• **PASSAGE TO READ**:
════

I guess I lack sympathy for people who feel they were misled. Even people with no computer knowledge at all can compare the specs found everywhere online to the specs of the machines and get what they need.

But your labels would certainly be more informative.


----------



## RootbeaR (Dec 9, 2006)

Elvandil said:


> I guess I lack sympathy for people who feel they were misled. Even people with no computer knowledge at all can compare the specs found everywhere online to the specs of the machines and get what they need.
> 
> But your labels would certainly be more informative.


How would they know what they need?

Did you know what you would need for "7" last year?


----------



## Elvandil (Aug 1, 2003)

What is needed can be found in 100's of places all over the net. And since 7 isn't out yet, and won't be for quite a while, there are no specs for it yet. But before it is released, that, too, will have specs posted all over the net for anyone who wants to look.


----------



## tomdkat (May 6, 2006)

Elvandil said:


> I guess I lack sympathy for people who feel they were misled. Even people with no computer knowledge at all can compare the specs found everywhere online to the specs of the machines and get what they need.


I completely disagree. Ok, not completely since I won't comment on your lack of sympathy but I disagree on the rest of it. 

Someone with no computer knowledge who walks through the computer section of BestBuy will see the "Vista capable" logo and buy the machine if the price is right. Not only will they NOT read online specs, they might not understand ANY specs they read at all. In some cases, they will call their "computer person" or bring that person with them to help them find a "good" computer. I wouldn't be surprised if some "computer people" would not have scrutinized the specs to determine which versions of Vista that machine was actually capable of running.

My agreement with Microsoft stems from "Vista capable" doesn't necessarily mean ALL versions of Vista are supported. I also think Microsoft could have and should have been more clear on this.

Peace...


----------



## dustyjay (Jan 24, 2003)

I agree that "Vista Capable" does not mean it is necessarily capable of running all versions of Vista. The same as Designed for Windows XP did not mean it would be able to run all versions of Windows XP (XP 64bit in point). But were the courts to follow through with this, should not the Computer Manufacturers who made and sold the computers play a part in any possible redress of wrongs along with Microsoft? After all they were the ones that placed the sticker on the computer in hopes of increasing their own revenues.


----------



## Elvandil (Aug 1, 2003)

That may all be true, but I still think people are responsible for what they buy. They would never behave this way when buying an automobile. They would look and compare and get the best deal, even if they were unfamiliar with all the terminology. Let the buyer beware.

If they can't do the same with computers, perhaps they need psychologists more than a computer.


----------



## RootbeaR (Dec 9, 2006)

Elvandil said:


> And since 7 isn't out yet, and won't be for quite a while, there are no specs for it yet.


That was my point.



RootbeaR said:


> "Vista upgradeable" PCs had been sold in the United States between April 2006 (when the Vista Capable Campaign began) through to January 2007 (*when Vista hit the market* and the marketing campaign ended).[/url]


----------



## RootbeaR (Dec 9, 2006)

════

• **TO DO**:
- A) Copy the records word for word, starting at their first line and ending at the line that contains "pixel 55 226".
- B) Continue the forum thread about the "Vista Capable" labels from the point where it stops.

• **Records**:
════

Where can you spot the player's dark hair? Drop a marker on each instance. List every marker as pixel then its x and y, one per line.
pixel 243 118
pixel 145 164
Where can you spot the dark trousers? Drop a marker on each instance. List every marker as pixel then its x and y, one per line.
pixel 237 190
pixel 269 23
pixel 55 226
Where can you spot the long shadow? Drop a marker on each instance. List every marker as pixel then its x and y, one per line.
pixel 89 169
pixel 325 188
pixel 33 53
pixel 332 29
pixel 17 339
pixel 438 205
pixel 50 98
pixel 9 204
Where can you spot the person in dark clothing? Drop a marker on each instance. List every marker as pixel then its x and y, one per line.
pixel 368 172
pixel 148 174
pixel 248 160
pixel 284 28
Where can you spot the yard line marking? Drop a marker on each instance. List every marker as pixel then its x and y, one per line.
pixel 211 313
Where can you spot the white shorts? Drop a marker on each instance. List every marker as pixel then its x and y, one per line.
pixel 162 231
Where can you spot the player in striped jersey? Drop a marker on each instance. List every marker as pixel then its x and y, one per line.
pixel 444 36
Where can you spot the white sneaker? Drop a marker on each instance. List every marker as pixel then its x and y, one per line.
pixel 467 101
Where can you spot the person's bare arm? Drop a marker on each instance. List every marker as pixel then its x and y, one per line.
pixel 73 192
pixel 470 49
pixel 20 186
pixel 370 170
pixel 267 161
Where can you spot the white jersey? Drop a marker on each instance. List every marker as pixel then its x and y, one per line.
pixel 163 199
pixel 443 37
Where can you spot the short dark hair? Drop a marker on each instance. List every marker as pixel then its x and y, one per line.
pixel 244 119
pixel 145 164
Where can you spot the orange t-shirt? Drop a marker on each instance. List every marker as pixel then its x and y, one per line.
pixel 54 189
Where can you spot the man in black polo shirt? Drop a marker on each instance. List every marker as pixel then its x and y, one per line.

════

• **ANSWERS TO THE TASKS**:
- A)
Where can you spot the player's dark hair? Drop a marker on each instance. List every marker as pixel then its x and y, one per line.
pixel 243 118
pixel 145 164
Where can you spot the dark trousers? Drop a marker on each instance. List every marker as pixel then its x and y, one per line.
pixel 237 190
pixel 269 23
pixel 55 226

- B)
dustyjay said:


> I agree that "Vista Capable" does not mean it is necessarily capable of running all versions of Vista. The same as Designed for Windows XP did not mean it would be able to run all versions of Windows XP (XP 64bit in point). But were the courts to follow through with this, should not the Computer Manufacturers who made and sold the computers play a part in any possible redress of wrongs along with Microsoft? After all they were the ones that placed the sticker on the computer in hopes of increasing their own revenues.


It was collaboration between hardware makers and M$.

Who gave permission to stick those labels on?

I think M$ would be suing the you know what off of someone had they done so without their permission.


----------



## tomdkat (May 6, 2006)

Elvandil said:


> That may all be true, but I still think people are responsible for what they buy. They would never behave this way when buying an automobile. They would look and compare and get the best deal, even if they were unfamiliar with all the terminology. Let the buyer beware.


The thing is, people do price comparisons on a base car configuration, not performance comparisons on different kinds of cars. I bet most people don't know how much horse power the car they drive has.

I do agree those interested in running the Premium or Ultimate versions of Vista should have made sure the machine they purchased was capable of running the Premium or Ultimiate versions of Vista but I don't think this is the group of people we're talking about here.

Using your car analogy, if someone wanted a car that would carry a certain load, it would be their responsibility to make sure the car they bought would carry that load.

Peace...


----------



## dustyjay (Jan 24, 2003)

RootbeaR said:


> It was collaboration between hardware makers and M$..


And so the responsibility should equally be shared by the manufacturers who were party to this collaboration. That is if the courts were to proceed. Personally I think that people have become way too litigious and are looking for anything to gain finacial awards for. Yes this includes the legal profession as well. IMHO any way.


----------



## RootbeaR (Dec 9, 2006)

dustyjay said:


> And so the responsibility should equally be shared by the manufacturers who were party to this collaboration. That is if the courts were to proceed. Personally I think that people have become way too litigious and are looking for anything to gain finacial awards for. Yes this includes the legal profession as well. IMHO any way.


If it wasn't for lawyers, we wouldn't need lawyers.


----------



## dustyjay (Jan 24, 2003)

You know why a shark won't eat a lawyer of course? Professional Courtesy. I know shame on me!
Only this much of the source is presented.